Selected passage:
Here’s hoping this is useful as more than just an academic exercise. -K

In the previous post we looked at equivalent focus as it relates to the power of an objective. It was noted that the power marked explicitly on ones objective is sometimes at odds with that implied by the equivalent focus. Today we’ll look at one way to determine the actual power of a given objective. The method used is among the more equipment heavy, but it is also one of the least demanding so far as manipulations go.

One will need the following:

  • A microscope with a draw tube (or an eyepiece collar)
  • A 10x Huygenian eyepiece
  • A 10x Ramsden eyepiece
  • A stage micrometer
  • An ocular micrometer (installed in the Ramsden eyepiece)

Method

Using the Huygenian ocular, with the stage micrometer as an object, and the draw tube set to the length for which the objective is corrected (160 in most cases) the objective to be measured is brought into sharp focus. The Huygenian ocular is then replaced with the Ramsden and everything brought into sharp focus by moving in or out the draw tube. One must not focus using the microscopes coarse or fine adjustments.

Line up the rulings of the stage micrometer so that a given number corresponds with a particular span of the rulings on the ocular micrometer. Be sure that the rulings are lined up consistently, do not measure from the outside of the line in one place and the inside in another. Use as much of the available rulings as possible for increased accuracy. Write down the rulings on the stage micrometer that are required and the corresponding number from the ocular.

What you need to do: Rewrite the passage on measuring an objective's power from "One will need" up to and including "or fine adjustments.", changing "draw tube" to "body tube" wherever it occurs.

Extracted material:
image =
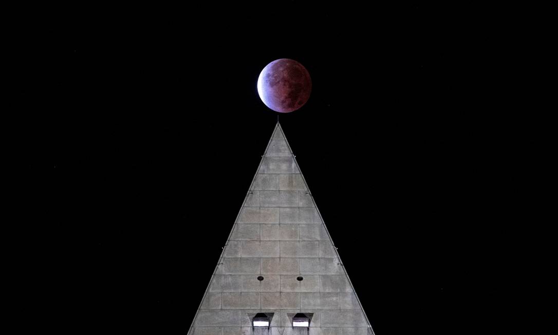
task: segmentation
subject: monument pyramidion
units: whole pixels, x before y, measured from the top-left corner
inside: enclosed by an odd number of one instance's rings
[[[278,122],[189,335],[374,335]]]

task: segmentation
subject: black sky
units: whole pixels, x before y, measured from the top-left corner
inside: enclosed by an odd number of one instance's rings
[[[285,58],[313,88],[280,121],[376,333],[459,328],[499,154],[459,13],[258,6],[75,8],[35,32],[24,313],[184,334],[277,122],[258,75]]]

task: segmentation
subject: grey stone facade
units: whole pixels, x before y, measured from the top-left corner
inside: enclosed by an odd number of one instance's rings
[[[278,123],[189,335],[302,334],[374,332]]]

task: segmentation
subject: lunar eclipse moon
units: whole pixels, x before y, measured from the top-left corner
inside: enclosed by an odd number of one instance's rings
[[[258,93],[266,106],[280,113],[290,113],[304,106],[312,90],[308,71],[288,58],[267,64],[258,78]]]

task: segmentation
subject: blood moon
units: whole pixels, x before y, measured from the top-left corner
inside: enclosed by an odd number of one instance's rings
[[[259,98],[270,108],[290,113],[302,107],[310,96],[312,80],[302,64],[288,58],[274,60],[258,78]]]

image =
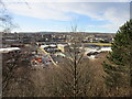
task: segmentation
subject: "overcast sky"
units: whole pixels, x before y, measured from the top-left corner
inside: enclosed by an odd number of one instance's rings
[[[68,2],[67,2],[68,1]],[[111,2],[110,2],[111,1]],[[7,0],[16,32],[78,31],[116,33],[130,19],[130,0]]]

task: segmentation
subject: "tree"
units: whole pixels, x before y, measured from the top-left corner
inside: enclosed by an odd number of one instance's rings
[[[124,23],[116,34],[112,52],[103,63],[106,84],[114,89],[113,96],[129,96],[132,85],[132,20]]]
[[[77,25],[72,26],[70,45],[65,52],[66,57],[55,67],[46,78],[50,96],[55,97],[91,97],[94,92],[94,69],[89,59],[84,56],[82,33],[77,32]],[[46,88],[45,87],[45,88]]]

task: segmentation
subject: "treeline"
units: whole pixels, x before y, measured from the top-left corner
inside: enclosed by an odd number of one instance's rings
[[[74,30],[76,32],[76,28]],[[3,97],[130,97],[132,86],[132,20],[122,25],[112,43],[112,52],[102,63],[91,64],[79,51],[82,35],[75,35],[73,50],[59,66],[32,69],[30,62],[19,62],[21,55],[3,56]],[[24,64],[25,63],[25,64]]]

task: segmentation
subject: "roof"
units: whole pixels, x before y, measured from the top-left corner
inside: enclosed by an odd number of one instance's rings
[[[11,52],[11,51],[19,51],[19,47],[7,47],[7,48],[0,48],[0,53],[2,52]]]

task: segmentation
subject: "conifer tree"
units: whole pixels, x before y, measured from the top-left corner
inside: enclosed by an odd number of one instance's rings
[[[111,48],[108,62],[103,63],[106,85],[114,89],[114,96],[124,96],[130,94],[124,92],[124,88],[131,88],[132,85],[132,20],[119,29]]]

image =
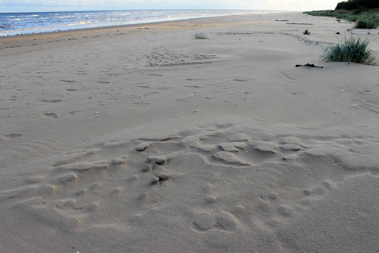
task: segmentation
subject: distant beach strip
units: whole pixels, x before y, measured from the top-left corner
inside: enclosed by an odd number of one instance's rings
[[[250,10],[143,10],[0,13],[0,36],[181,19],[291,12]]]

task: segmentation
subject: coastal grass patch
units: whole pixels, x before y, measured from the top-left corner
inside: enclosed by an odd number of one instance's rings
[[[357,20],[354,28],[376,29],[379,26],[379,18],[361,18]]]
[[[204,32],[196,33],[195,33],[195,39],[200,40],[206,40],[209,39],[207,36],[207,34]]]
[[[344,41],[339,42],[337,45],[330,44],[324,49],[320,58],[327,61],[377,65],[374,62],[376,52],[370,49],[371,42],[367,38],[362,40],[361,37],[345,37]]]

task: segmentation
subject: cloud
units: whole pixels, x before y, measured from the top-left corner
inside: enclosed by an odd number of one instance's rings
[[[0,0],[2,12],[152,9],[312,10],[334,9],[338,0]]]

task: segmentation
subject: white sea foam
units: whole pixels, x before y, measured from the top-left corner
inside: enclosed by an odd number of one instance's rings
[[[0,13],[0,36],[33,32],[131,25],[198,17],[285,11],[237,10],[142,10]],[[73,22],[75,20],[83,20]],[[29,32],[28,32],[29,31]]]

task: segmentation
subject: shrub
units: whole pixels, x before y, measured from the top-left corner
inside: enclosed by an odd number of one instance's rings
[[[320,58],[329,61],[345,61],[368,65],[376,65],[374,62],[375,52],[370,49],[371,42],[368,39],[362,41],[360,37],[352,36],[349,39],[345,37],[343,42],[339,42],[335,45],[329,45],[324,50]]]

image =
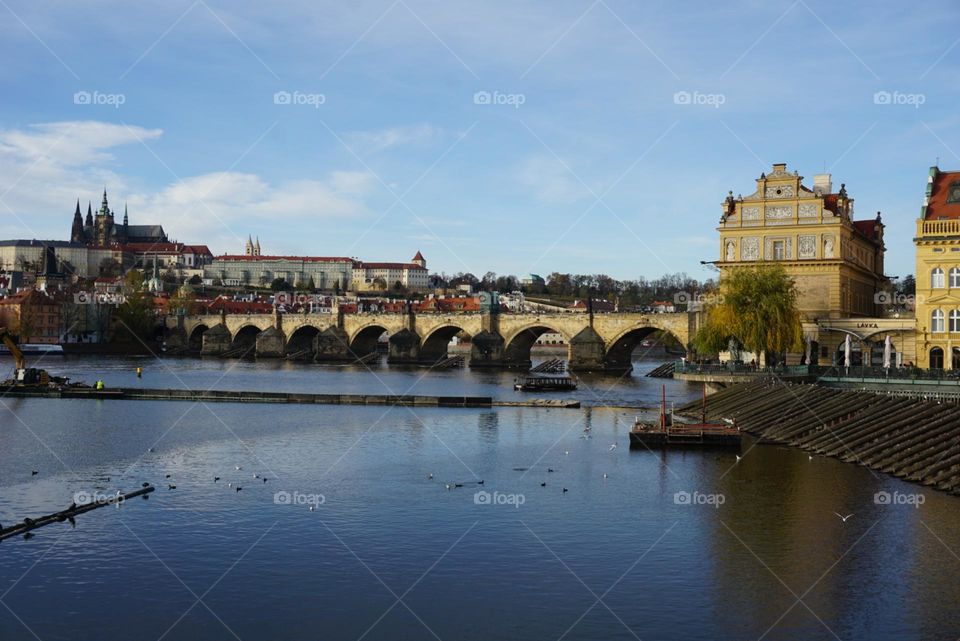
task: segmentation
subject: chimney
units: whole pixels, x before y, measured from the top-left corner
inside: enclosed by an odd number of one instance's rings
[[[833,182],[830,174],[816,174],[813,177],[813,193],[818,196],[825,196],[833,193]]]

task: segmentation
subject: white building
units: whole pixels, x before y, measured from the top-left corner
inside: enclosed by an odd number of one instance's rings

Solution for this problem:
One will need the following:

  • A microscope with a body tube (or an eyepiece collar)
  • A 10x Huygenian eyepiece
  • A 10x Ramsden eyepiece
  • A stage micrometer
  • An ocular micrometer (installed in the Ramsden eyepiece)

Method

Using the Huygenian ocular, with the stage micrometer as an object, and the body tube set to the length for which the objective is corrected (160 in most cases) the objective to be measured is brought into sharp focus. The Huygenian ocular is then replaced with the Ramsden and everything brought into sharp focus by moving in or out the body tube. One must not focus using the microscopes coarse or fine adjustments.